Some way Marge was managing to make away with her noodles and tuna. As some way Marge usually could. This was their big joke—that, no matter how tragic the timing, Marge could always eat—while Gower, as now, slowly starved across the booth from her. But a large tear trickled from a big brown eye from time to time.

Others lunching near them had no way of knowing why Marge wept, or that these two who were later to make terpsichorean history in Hollywood together were at their own dramatic crossroad, deciding the rest of their lives. Outside, New York crowds shoved back and forth, never realizing either that a bit of “Romeo and Juliet” was being enacted inside the restaurant. Quite a bit, in fact.



“You know the scene—where either the girl or boy gets a break and doesn’t want to leave the other. You’ve seen it many times—only better—on the screen. I was really playing it heavy,” grins Gower. “So heavy—”

“But so convincing,” sighs Marge.

She’d auditioned for “Allegro,” the Rodgers and Hammerstein show that was the talk of Broadway and the hope of every heart’s beat. Now Marge had been informed the choice had narrowed down to herself and three more. She was to stand by for the good word. And with mixed emotions she was standing by. But how could she ever leave Gower? Break up the team?



For weeks they’d been rehearsing feverishly in a little studio Gower had rented down in Greenwich Village. When Marge had mentioned casually that another dancer wanted her to work up an act with him, Gower had awakened to possibilities both romantic and rhythmic. “If you’re going to dance with anyone, you’re going to dance with me,” he’d exploded—and lost no time in effecting it.

**DO THIS**
Copy out the passage about Marge and Gower word for word, in full.

**PROVIDED DATA**
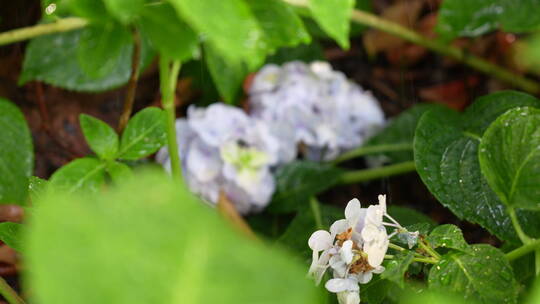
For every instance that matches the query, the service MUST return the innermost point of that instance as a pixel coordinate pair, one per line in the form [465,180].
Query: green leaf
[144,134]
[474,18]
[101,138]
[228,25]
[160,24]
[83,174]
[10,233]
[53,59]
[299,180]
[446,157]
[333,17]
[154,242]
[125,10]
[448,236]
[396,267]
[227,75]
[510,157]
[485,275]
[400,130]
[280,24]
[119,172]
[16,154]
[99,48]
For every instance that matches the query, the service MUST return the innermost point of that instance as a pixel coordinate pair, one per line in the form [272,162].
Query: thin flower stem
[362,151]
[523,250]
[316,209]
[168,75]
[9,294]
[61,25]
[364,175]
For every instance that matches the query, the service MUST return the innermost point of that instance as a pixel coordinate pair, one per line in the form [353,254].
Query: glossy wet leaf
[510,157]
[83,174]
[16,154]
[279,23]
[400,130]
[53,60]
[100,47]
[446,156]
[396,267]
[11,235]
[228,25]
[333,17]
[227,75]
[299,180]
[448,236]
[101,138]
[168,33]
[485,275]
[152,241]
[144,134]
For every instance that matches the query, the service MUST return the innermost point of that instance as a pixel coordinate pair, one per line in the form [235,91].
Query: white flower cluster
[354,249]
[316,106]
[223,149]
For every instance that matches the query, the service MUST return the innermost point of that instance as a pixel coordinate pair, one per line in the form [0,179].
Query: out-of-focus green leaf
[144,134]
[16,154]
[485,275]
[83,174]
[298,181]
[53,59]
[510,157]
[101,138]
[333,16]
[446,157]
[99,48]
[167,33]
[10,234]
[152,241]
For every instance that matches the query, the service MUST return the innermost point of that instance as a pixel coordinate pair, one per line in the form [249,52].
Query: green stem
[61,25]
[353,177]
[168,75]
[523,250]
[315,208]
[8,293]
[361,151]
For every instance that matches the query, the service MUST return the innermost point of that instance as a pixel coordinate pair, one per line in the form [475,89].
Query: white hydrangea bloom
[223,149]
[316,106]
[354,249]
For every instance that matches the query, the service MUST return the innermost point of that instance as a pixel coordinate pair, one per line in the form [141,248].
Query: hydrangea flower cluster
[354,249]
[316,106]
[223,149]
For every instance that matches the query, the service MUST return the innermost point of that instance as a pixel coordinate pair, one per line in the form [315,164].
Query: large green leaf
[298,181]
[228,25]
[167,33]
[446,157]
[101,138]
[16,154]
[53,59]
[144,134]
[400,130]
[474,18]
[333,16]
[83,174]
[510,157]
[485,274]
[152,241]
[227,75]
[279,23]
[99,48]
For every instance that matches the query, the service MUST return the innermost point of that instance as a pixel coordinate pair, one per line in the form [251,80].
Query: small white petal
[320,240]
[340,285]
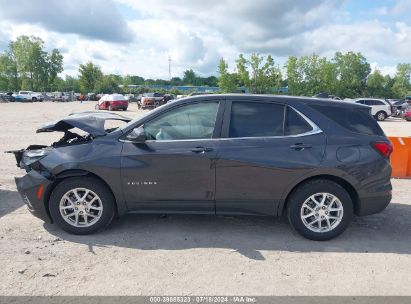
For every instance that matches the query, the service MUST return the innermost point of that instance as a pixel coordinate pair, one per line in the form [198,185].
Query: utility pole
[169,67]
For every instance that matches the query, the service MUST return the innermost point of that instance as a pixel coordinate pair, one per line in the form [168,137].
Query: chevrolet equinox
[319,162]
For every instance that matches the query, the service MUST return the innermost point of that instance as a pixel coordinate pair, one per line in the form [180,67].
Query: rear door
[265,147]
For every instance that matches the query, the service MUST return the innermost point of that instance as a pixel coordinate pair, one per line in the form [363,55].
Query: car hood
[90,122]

**FINISHED ANSWER**
Some way Marge was managing to make away with her noodles and tuna. As some way Marge usually could. This was their big joke—that, no matter how tragic the timing, Marge could always eat—while Gower, as now, slowly starved across the booth from her. But a large tear trickled from a big brown eye from time to time.

Others lunching near them had no way of knowing why Marge wept, or that these two who were later to make terpsichorean history in Hollywood together were at their own dramatic crossroad, deciding the rest of their lives. Outside, New York crowds shoved back and forth, never realizing either that a bit of “Romeo and Juliet” was being enacted inside the restaurant. Quite a bit, in fact.



“You know the scene—where either the girl or boy gets a break and doesn’t want to leave the other. You’ve seen it many times—only better—on the screen. I was really playing it heavy,” grins Gower. “So heavy—”

“But so convincing,” sighs Marge.

She’d auditioned for “Allegro,” the Rodgers and Hammerstein show that was the talk of Broadway and the hope of every heart’s beat. Now Marge had been informed the choice had narrowed down to herself and three more. She was to stand by for the good word. And with mixed emotions she was standing by. But how could she ever leave Gower? Break up the team?



For weeks they’d been rehearsing feverishly in a little studio Gower had rented down in Greenwich Village. When Marge had mentioned casually that another dancer wanted her to work up an act with him, Gower had awakened to possibilities both romantic and rhythmic. “If you’re going to dance with anyone, you’re going to dance with me,” he’d exploded—and lost no time in effecting it.